PROBLEM STATEMENT ▸
Answer these questions from the Common Sense article:
1. What has the City convened after re-discovering its copy of Common Sense?
2. Where was the copy found?
3. According to one City official, what has been managed without using Common Sense?

PASSAGE ▸

City Determines How To Use Common Sense
Some Say No Harm Using Common Sense Daily. Others Attest A Little Common Sense Can Go A Long Way
CITY HALL— Having recently re-discovered their copy of Common Sense, the City has convened a series of Common Sense discussions to determine whether to use Common Sense, or continue under the current model of not using Common Sense in the course of day-to-day municipal governance.
The copy of Thomas Paine’s seminal 1776 treatise on independence from government overreach and undue obstruction in the dealings of its citizens was recently discovered in a box that had been moved from the old library into the new library.
Some fear that not using Common Sense would result in the City forgetting the Common Sense lesson that the role of government is to support the citizens who are taxed to fund it.
Others wonder if the simplest explanation is that the City simply forgot to use Common Sense, mistakenly believing it to be no longer relevant in modern municipal government.
“Is there even room for Common Sense anymore?”
Questions have arisen as to whether it would be appropriate for the City to employ Common Sense in the everyday dealings of the municipal government, with some believing there’s little room for Common Sense in local government these days.
“We’ve managed to make a lot of important decisions without using Common Sense, and I just don’t see any reason to start using Common Sense now,” said one City official.

ROWS ▸
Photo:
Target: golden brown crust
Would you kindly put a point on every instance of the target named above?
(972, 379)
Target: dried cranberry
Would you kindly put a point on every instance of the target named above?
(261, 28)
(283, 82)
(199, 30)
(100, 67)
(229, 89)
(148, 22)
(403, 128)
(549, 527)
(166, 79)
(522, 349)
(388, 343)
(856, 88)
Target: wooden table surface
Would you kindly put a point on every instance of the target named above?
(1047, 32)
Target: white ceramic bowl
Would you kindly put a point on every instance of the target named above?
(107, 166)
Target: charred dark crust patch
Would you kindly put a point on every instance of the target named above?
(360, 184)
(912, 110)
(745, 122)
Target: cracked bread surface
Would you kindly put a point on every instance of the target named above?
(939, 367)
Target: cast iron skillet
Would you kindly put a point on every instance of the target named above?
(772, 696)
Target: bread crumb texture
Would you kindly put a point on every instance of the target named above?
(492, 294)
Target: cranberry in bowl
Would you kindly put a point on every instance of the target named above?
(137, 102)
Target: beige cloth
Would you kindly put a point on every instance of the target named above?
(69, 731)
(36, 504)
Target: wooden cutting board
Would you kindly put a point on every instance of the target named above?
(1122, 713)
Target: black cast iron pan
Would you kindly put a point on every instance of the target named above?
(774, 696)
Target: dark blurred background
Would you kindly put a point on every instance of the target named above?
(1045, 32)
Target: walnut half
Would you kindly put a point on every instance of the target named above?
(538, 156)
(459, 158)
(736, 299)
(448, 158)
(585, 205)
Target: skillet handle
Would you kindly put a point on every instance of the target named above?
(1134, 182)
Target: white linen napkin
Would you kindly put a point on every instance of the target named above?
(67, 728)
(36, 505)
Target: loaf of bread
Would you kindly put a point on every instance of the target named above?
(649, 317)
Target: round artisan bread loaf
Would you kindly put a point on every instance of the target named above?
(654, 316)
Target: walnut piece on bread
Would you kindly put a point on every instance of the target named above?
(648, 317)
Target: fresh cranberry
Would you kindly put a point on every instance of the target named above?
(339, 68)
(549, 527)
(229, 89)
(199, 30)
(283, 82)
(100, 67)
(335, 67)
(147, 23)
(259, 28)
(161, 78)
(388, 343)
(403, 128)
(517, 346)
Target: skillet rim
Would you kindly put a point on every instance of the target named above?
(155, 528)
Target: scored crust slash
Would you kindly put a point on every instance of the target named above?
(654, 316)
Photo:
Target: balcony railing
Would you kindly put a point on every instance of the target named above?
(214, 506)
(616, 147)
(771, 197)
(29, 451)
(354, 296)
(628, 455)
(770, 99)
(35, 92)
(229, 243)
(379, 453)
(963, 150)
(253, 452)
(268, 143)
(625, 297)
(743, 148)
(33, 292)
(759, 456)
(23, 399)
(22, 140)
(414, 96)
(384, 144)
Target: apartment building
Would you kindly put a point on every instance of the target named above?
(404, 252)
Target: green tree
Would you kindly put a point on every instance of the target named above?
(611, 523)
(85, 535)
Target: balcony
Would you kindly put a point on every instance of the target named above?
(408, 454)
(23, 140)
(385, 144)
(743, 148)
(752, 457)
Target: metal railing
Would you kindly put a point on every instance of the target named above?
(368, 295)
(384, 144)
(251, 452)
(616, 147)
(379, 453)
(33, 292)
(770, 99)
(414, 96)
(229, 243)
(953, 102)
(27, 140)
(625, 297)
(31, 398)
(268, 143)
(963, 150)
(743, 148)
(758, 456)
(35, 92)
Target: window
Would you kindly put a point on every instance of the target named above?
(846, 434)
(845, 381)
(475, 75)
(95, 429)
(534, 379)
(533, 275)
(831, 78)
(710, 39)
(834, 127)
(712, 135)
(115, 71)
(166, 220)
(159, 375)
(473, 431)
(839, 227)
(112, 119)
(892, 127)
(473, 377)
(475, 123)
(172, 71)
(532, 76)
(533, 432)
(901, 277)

RESPONSE BELOW ▸
1. A series of Common Sense discussions.
2. In a box that had been moved from the old library into the new library.
3. Making a lot of important decisions.